When a picture appears among the records, leave it out, and copy all else exactly.
BEGIN
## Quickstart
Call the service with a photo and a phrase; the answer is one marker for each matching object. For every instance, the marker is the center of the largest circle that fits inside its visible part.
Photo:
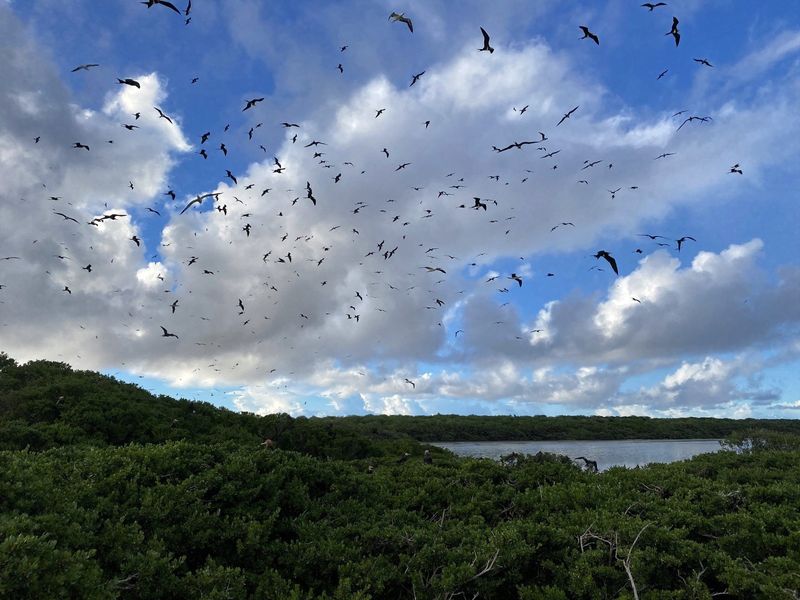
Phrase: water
(607, 453)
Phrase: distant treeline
(453, 428)
(108, 492)
(46, 404)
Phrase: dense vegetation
(115, 499)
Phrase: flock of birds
(281, 255)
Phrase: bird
(66, 218)
(394, 17)
(674, 31)
(590, 465)
(199, 199)
(85, 67)
(486, 45)
(609, 258)
(165, 3)
(161, 115)
(415, 78)
(167, 333)
(589, 34)
(567, 115)
(252, 103)
(129, 81)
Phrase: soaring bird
(486, 45)
(199, 199)
(609, 258)
(85, 67)
(167, 333)
(394, 17)
(165, 3)
(567, 115)
(674, 31)
(589, 34)
(161, 115)
(129, 81)
(252, 103)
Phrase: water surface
(607, 453)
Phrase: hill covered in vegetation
(109, 492)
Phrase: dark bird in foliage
(486, 46)
(609, 258)
(589, 34)
(591, 465)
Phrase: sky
(410, 262)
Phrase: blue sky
(713, 329)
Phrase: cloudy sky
(331, 279)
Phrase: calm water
(607, 453)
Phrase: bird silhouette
(589, 34)
(674, 31)
(486, 46)
(395, 17)
(609, 259)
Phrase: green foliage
(91, 508)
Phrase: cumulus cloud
(347, 296)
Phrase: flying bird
(129, 81)
(486, 45)
(252, 103)
(85, 67)
(167, 333)
(589, 34)
(674, 31)
(394, 17)
(161, 115)
(609, 258)
(166, 3)
(567, 115)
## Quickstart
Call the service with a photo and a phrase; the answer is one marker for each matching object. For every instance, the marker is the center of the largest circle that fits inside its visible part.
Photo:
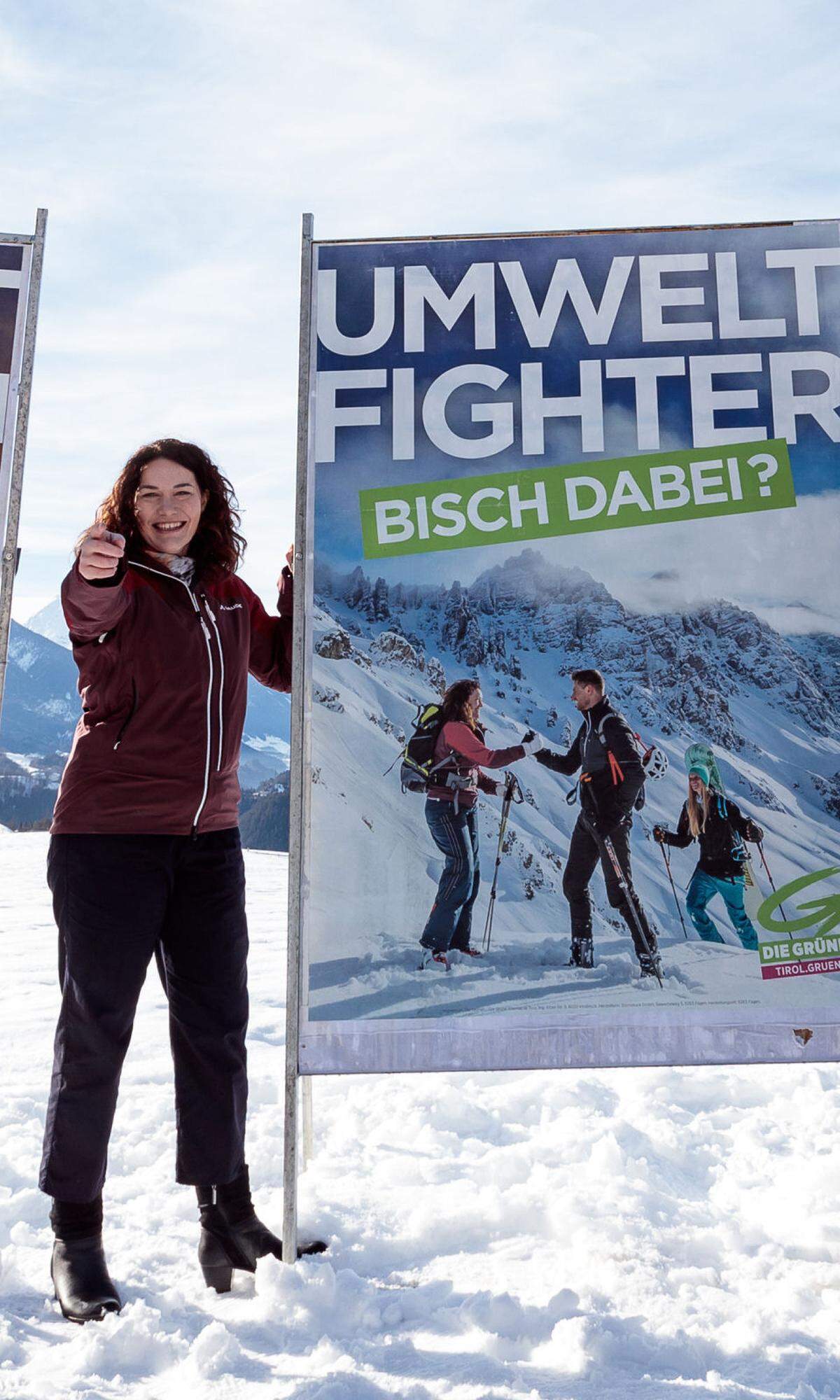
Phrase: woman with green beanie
(722, 830)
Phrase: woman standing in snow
(460, 754)
(145, 858)
(720, 828)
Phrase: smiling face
(169, 506)
(584, 698)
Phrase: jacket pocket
(130, 718)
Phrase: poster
(540, 454)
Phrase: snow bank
(639, 1236)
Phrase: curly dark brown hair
(454, 706)
(218, 547)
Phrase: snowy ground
(635, 1236)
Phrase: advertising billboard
(540, 456)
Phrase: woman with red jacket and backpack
(460, 755)
(145, 858)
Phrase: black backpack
(418, 758)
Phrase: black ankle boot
(233, 1237)
(80, 1276)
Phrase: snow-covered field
(625, 1236)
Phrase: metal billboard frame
(20, 394)
(550, 1046)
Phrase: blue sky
(177, 145)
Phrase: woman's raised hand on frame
(100, 554)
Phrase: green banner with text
(540, 503)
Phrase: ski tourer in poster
(610, 789)
(458, 755)
(722, 830)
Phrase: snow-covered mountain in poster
(768, 704)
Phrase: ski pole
(506, 806)
(625, 887)
(674, 890)
(769, 876)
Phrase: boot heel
(219, 1278)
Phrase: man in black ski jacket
(612, 776)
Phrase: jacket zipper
(130, 718)
(212, 615)
(206, 632)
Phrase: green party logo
(822, 915)
(794, 954)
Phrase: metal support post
(9, 561)
(299, 775)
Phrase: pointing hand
(100, 554)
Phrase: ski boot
(233, 1237)
(435, 955)
(650, 965)
(79, 1272)
(583, 954)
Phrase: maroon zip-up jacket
(163, 676)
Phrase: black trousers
(584, 853)
(118, 902)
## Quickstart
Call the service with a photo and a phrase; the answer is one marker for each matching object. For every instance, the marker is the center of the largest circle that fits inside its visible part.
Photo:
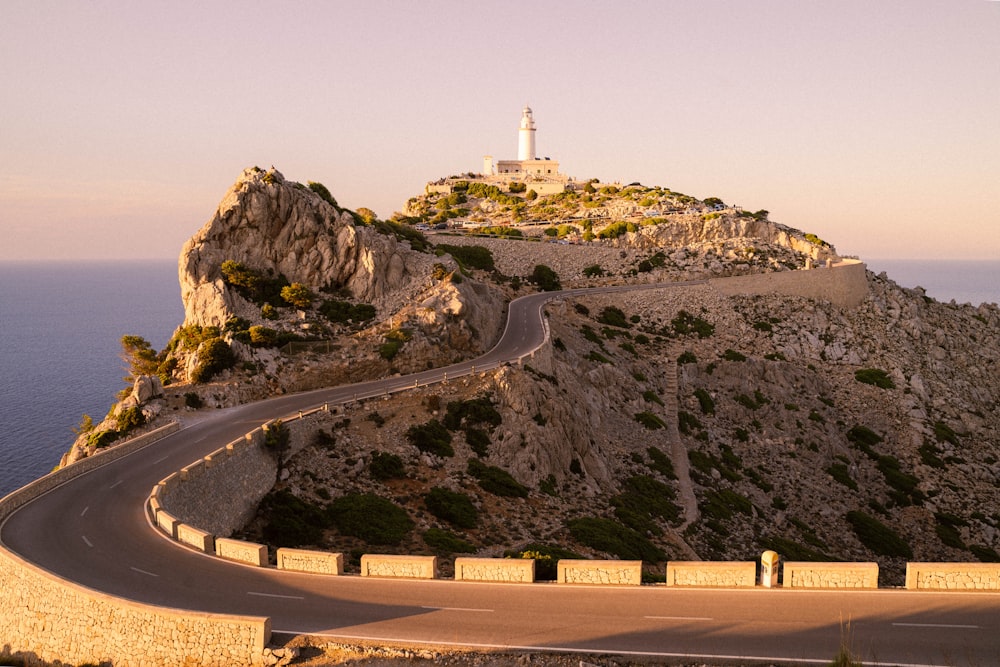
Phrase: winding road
(93, 530)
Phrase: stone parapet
(196, 537)
(317, 562)
(953, 576)
(244, 552)
(607, 572)
(829, 575)
(406, 567)
(519, 570)
(716, 574)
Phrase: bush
(472, 256)
(497, 481)
(385, 466)
(290, 521)
(129, 419)
(447, 542)
(451, 506)
(649, 420)
(705, 401)
(612, 537)
(298, 295)
(875, 376)
(546, 279)
(877, 536)
(214, 356)
(614, 316)
(370, 518)
(686, 323)
(432, 438)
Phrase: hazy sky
(874, 124)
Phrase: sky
(874, 124)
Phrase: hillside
(687, 422)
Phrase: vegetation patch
(612, 537)
(371, 518)
(452, 506)
(497, 481)
(877, 536)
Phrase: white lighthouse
(526, 136)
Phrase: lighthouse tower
(526, 136)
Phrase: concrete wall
(220, 492)
(829, 575)
(711, 574)
(405, 567)
(45, 618)
(519, 570)
(844, 284)
(953, 576)
(610, 572)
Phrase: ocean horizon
(62, 322)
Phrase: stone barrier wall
(953, 576)
(845, 284)
(220, 492)
(609, 572)
(406, 567)
(244, 552)
(712, 574)
(519, 570)
(45, 618)
(829, 575)
(317, 562)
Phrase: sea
(61, 325)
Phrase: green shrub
(546, 279)
(733, 355)
(613, 316)
(687, 357)
(342, 312)
(650, 420)
(497, 481)
(877, 536)
(290, 521)
(705, 401)
(612, 537)
(840, 473)
(385, 466)
(432, 438)
(298, 295)
(451, 506)
(447, 542)
(471, 256)
(214, 356)
(652, 397)
(661, 463)
(686, 323)
(130, 418)
(874, 376)
(371, 518)
(472, 412)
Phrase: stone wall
(845, 284)
(829, 575)
(220, 492)
(47, 619)
(953, 576)
(519, 570)
(608, 572)
(404, 567)
(714, 574)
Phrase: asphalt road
(94, 530)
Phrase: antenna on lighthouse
(526, 136)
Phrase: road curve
(93, 530)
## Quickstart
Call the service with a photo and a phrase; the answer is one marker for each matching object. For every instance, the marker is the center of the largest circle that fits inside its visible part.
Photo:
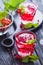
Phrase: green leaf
(31, 41)
(25, 59)
(12, 4)
(0, 24)
(34, 58)
(35, 25)
(23, 9)
(3, 14)
(30, 58)
(28, 25)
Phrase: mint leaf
(35, 25)
(23, 9)
(31, 41)
(28, 25)
(3, 14)
(0, 24)
(12, 4)
(25, 59)
(30, 58)
(33, 58)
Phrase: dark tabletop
(8, 59)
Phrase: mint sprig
(31, 41)
(30, 58)
(30, 25)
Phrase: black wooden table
(8, 59)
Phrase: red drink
(22, 38)
(29, 11)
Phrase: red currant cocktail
(25, 42)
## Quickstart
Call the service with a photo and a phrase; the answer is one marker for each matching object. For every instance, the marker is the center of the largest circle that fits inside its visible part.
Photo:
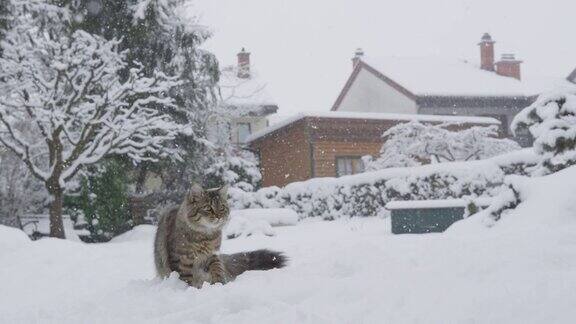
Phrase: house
(331, 144)
(435, 86)
(244, 99)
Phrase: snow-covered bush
(551, 119)
(102, 205)
(20, 192)
(366, 194)
(415, 143)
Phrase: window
(244, 131)
(347, 165)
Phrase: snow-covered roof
(245, 95)
(374, 116)
(432, 76)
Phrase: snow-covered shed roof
(245, 96)
(432, 76)
(374, 116)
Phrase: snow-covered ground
(521, 270)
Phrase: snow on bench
(439, 203)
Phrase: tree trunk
(56, 223)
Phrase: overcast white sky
(303, 47)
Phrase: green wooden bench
(430, 216)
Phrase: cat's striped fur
(188, 240)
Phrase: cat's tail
(161, 245)
(238, 263)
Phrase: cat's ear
(223, 192)
(195, 192)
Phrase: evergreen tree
(550, 119)
(154, 34)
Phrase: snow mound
(258, 221)
(138, 233)
(11, 239)
(546, 204)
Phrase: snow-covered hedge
(551, 119)
(366, 194)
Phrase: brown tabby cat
(188, 240)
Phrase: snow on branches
(551, 119)
(67, 101)
(69, 89)
(415, 143)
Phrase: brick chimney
(508, 66)
(357, 56)
(486, 52)
(243, 64)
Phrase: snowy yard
(346, 271)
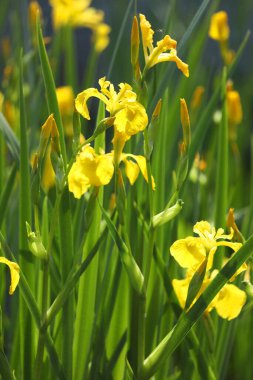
END
§ Result:
## Quickstart
Call the service with a photo and a phrase; the answer is one marker for each matching object. For every instance, the marker is the center of the largest circle that fits inside its visible part.
Photo:
Phrase: water
(607, 453)
Phrase: distant treeline
(453, 428)
(108, 492)
(46, 404)
Phrase: dense vegetation
(115, 499)
Phrase: flock of birds
(281, 255)
Phrase: bird
(66, 218)
(394, 17)
(674, 31)
(590, 465)
(199, 199)
(85, 67)
(486, 45)
(609, 258)
(165, 3)
(161, 115)
(415, 78)
(167, 333)
(589, 34)
(567, 115)
(252, 103)
(129, 81)
Phrase: soaring bird
(486, 45)
(199, 199)
(609, 258)
(85, 67)
(167, 333)
(394, 17)
(165, 3)
(567, 115)
(674, 31)
(589, 34)
(161, 115)
(129, 81)
(252, 103)
Phrase: water surface
(607, 453)
Phrase: hill covered in vegetation
(109, 492)
Phrase: dark bird in foliage
(486, 46)
(609, 258)
(589, 34)
(591, 465)
Phrase: sky
(410, 262)
Phrase: blue sky
(713, 329)
Phrase: cloudy sky
(331, 279)
Phrase: calm water
(607, 453)
Phrase: bird silhouette
(589, 34)
(674, 31)
(486, 46)
(395, 17)
(609, 259)
Phrase: green foliage
(91, 508)
Phrase: cumulus cloud
(347, 296)
Phrase: flying bird
(129, 81)
(486, 45)
(252, 103)
(85, 67)
(167, 333)
(589, 34)
(674, 31)
(394, 17)
(161, 115)
(609, 258)
(166, 3)
(567, 115)
## Quickstart
Call the service with a photo and a phrase; the answer is one marker for each matching object. For every instance, the marker is the center of the largest circle that fits inside its visible part.
Photo:
Phrase: woman with green beanie
(722, 830)
Phrase: woman standing in snow
(460, 754)
(145, 858)
(720, 828)
Phrase: smiling face
(169, 506)
(584, 698)
Phrase: jacket pocket
(130, 718)
Phrase: poster
(540, 454)
Phrase: snow bank
(639, 1236)
Phrase: curly dark brown hair
(454, 706)
(218, 547)
Phrase: snowy ground
(635, 1236)
Phrase: advertising billboard
(540, 456)
Phrase: woman with red jacket and backpack
(460, 755)
(145, 858)
Phrase: black backpack
(418, 758)
Phrase: black ankle boot
(233, 1237)
(80, 1276)
Phrase: snow-covered field
(625, 1236)
Phrase: metal billboard frame
(20, 394)
(550, 1046)
Phrase: blue sky
(177, 145)
Phrase: woman's raised hand on frame
(100, 554)
Phrase: green banner with text
(540, 503)
Phrase: ski tourer in poster
(610, 789)
(458, 755)
(722, 830)
Phrase: snow-covered mountain in poster
(768, 704)
Phrase: ski pole
(506, 806)
(625, 887)
(674, 890)
(769, 876)
Phrase: boot heel
(219, 1278)
Phrase: man in black ski jacket
(612, 776)
Phrase: jacket zipper
(130, 718)
(212, 615)
(206, 632)
Phrase: green party logo
(822, 915)
(794, 954)
Phrase: metal support post
(9, 561)
(299, 775)
Phrase: pointing hand
(100, 554)
Phrase: ski boot
(233, 1237)
(435, 955)
(650, 965)
(79, 1272)
(583, 954)
Phrase: maroon zip-up jacket
(163, 676)
Phrase: black trousers
(584, 853)
(118, 902)
## Quickstart
Call the service with a photo and a phrase; the answer is one marker for each matching object. For every instance, the marker is the center of the largest circle that fits inside its visible part.
Photo:
Phrase: winding road
(93, 530)
Phrase: stone parapet
(196, 537)
(317, 562)
(953, 576)
(244, 552)
(607, 572)
(829, 575)
(406, 567)
(519, 570)
(716, 574)
Phrase: bush
(472, 256)
(497, 481)
(385, 466)
(290, 521)
(129, 419)
(447, 542)
(451, 506)
(649, 420)
(705, 401)
(612, 537)
(298, 295)
(875, 376)
(546, 279)
(877, 536)
(214, 356)
(614, 316)
(370, 518)
(686, 323)
(432, 438)
Phrase: hazy sky
(874, 124)
Phrase: sky
(874, 124)
Phrase: hillside
(687, 422)
Phrase: vegetation patch
(612, 537)
(371, 518)
(452, 506)
(497, 481)
(877, 536)
Phrase: white lighthouse
(526, 136)
Phrase: lighthouse tower
(526, 136)
Phrase: concrete wall
(220, 492)
(829, 575)
(711, 574)
(405, 567)
(45, 618)
(519, 570)
(844, 284)
(953, 576)
(610, 572)
Phrase: ocean horizon
(62, 322)
Phrase: stone barrier wall
(953, 576)
(845, 284)
(220, 492)
(609, 572)
(406, 567)
(244, 552)
(712, 574)
(519, 570)
(45, 618)
(829, 575)
(317, 562)
Phrase: sea
(61, 325)
Phrase: green shrub
(546, 279)
(733, 355)
(613, 316)
(687, 357)
(342, 312)
(650, 420)
(497, 481)
(877, 536)
(290, 521)
(705, 401)
(612, 537)
(840, 473)
(385, 466)
(432, 438)
(298, 295)
(451, 506)
(447, 542)
(471, 256)
(214, 356)
(652, 397)
(661, 463)
(686, 323)
(130, 418)
(874, 376)
(371, 518)
(472, 412)
Phrase: stone wall
(845, 284)
(829, 575)
(220, 492)
(47, 619)
(953, 576)
(519, 570)
(608, 572)
(404, 567)
(714, 574)
Phrase: asphalt road
(94, 530)
Phrase: antenna on lighthouse
(526, 136)
Phrase: road curve
(93, 530)
## Quickstart
Call the service with a photo and a phrase; the answer is one marker for each matching object. For every instance, the marker is the center of the largest circle that fits inside its visible part.
Photo:
Phrase: green leaf
(31, 41)
(25, 59)
(12, 4)
(0, 24)
(34, 58)
(35, 25)
(23, 9)
(3, 14)
(30, 58)
(28, 25)
Phrase: mint leaf
(35, 25)
(23, 9)
(31, 41)
(28, 25)
(3, 14)
(0, 24)
(12, 4)
(25, 59)
(30, 58)
(33, 58)
Phrase: dark tabletop
(8, 59)
Phrase: mint sprig
(31, 41)
(30, 58)
(30, 25)
Phrase: black wooden table
(8, 59)
Phrase: red drink
(22, 38)
(29, 11)
Phrase: red currant cocktail
(25, 42)
## Quickstart
Call the service with a photo and a phrase; the answer is one marker for each matching object. For every instance, the marker is the center of the largest circle that fits inside its visible part.
Photo:
Phrase: house
(331, 144)
(435, 86)
(244, 99)
Phrase: snow-covered bush
(551, 119)
(102, 205)
(20, 192)
(366, 194)
(415, 143)
Phrase: window
(244, 131)
(347, 165)
Phrase: snow-covered roof
(245, 95)
(374, 116)
(432, 76)
Phrase: snow-covered shed roof
(245, 96)
(432, 76)
(374, 116)
Phrase: snow-covered ground
(521, 270)
Phrase: snow on bench
(439, 203)
Phrase: tree trunk
(56, 223)
Phrase: overcast white sky
(303, 47)
Phrase: green wooden bench
(430, 216)
Phrase: cat's striped fur
(188, 240)
Phrase: cat's tail
(161, 245)
(238, 263)
Phrase: cat's ear
(223, 192)
(195, 192)
Phrase: evergreen tree
(550, 119)
(154, 34)
Phrase: snow mound
(258, 221)
(138, 233)
(11, 239)
(546, 204)
Phrase: snow-covered hedge
(551, 119)
(366, 194)
Phrase: brown tabby cat
(188, 240)
Phrase: snow on branches
(551, 119)
(67, 101)
(69, 89)
(415, 143)
Phrase: brick chimney
(508, 66)
(357, 56)
(486, 52)
(243, 64)
Phrase: snowy yard
(346, 271)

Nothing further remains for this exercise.